Work task
Can you quote, word for word, the part of the Karma Hotel worm text starting at "VBS/Karma Hotel Worm" and ending at "mIRC is started."?

VBS/Karma Hotel Worm
This worm exploits a vulnerability in Internet Explorer that allows a script to run malicious code without prompting the user. When a computer running a vulnerable version of IE visits any web page that contains this exploit, the code is run and the computer is infected. It is one of the few cases you can become infected by a Trojan without knowingly running a file. The most common versions of this Trojan create a mIRC script and modify the mirc.ini file so that the script will be loaded next time mIRC is started.
The worm creates three files:
- rol.vbs (deleted at end of script)
- winamod.dat (also deleted at end of script)
- server.ini (contains a mIRC script)
The trojan searches for any folder that has the mIRC program in it, and drops that file into the folder and modifies mirc.ini so the script is loaded next time mIRC is run. When the mIRC client connects to a network and joins a channel, the script advertises the site it was downloaded from, enticing others to visit with promises of porn or other temptation. This is done with an “on event” trigger that is built into the mIRC client as part of a legitimate scripting feature. Some variants actually deliver the promised material on the site they are on to deflect attention away from what is happening to the host computer.

Source material
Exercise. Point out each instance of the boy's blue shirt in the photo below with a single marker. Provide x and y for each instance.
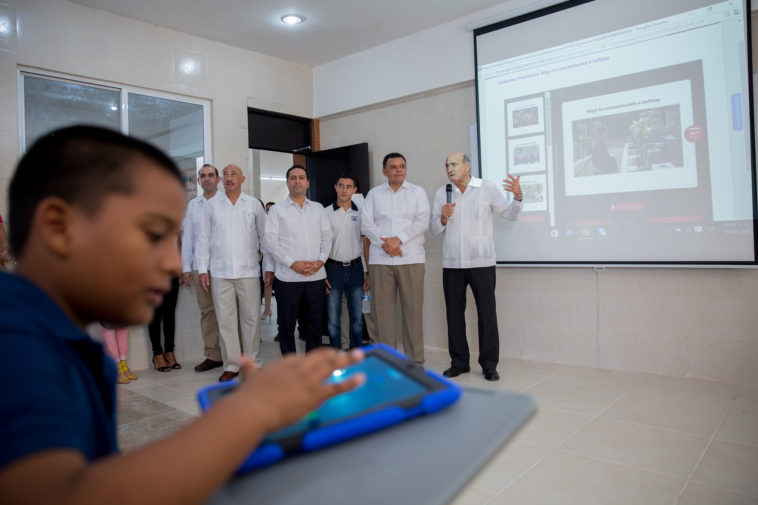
(58, 385)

Reply
VBS/Karma Hotel Worm
This worm exploits a vulnerability in Internet Explorer that allows a script to run malicious code without prompting the user. When a computer running a vulnerable version of IE visits any web page that contains this exploit, the code is run and the computer is infected. It is one of the few cases you can become infected by a Trojan without knowingly running a file. The most common versions of this Trojan create a mIRC script and modify the mirc.ini file so that the script will be loaded next time mIRC is started.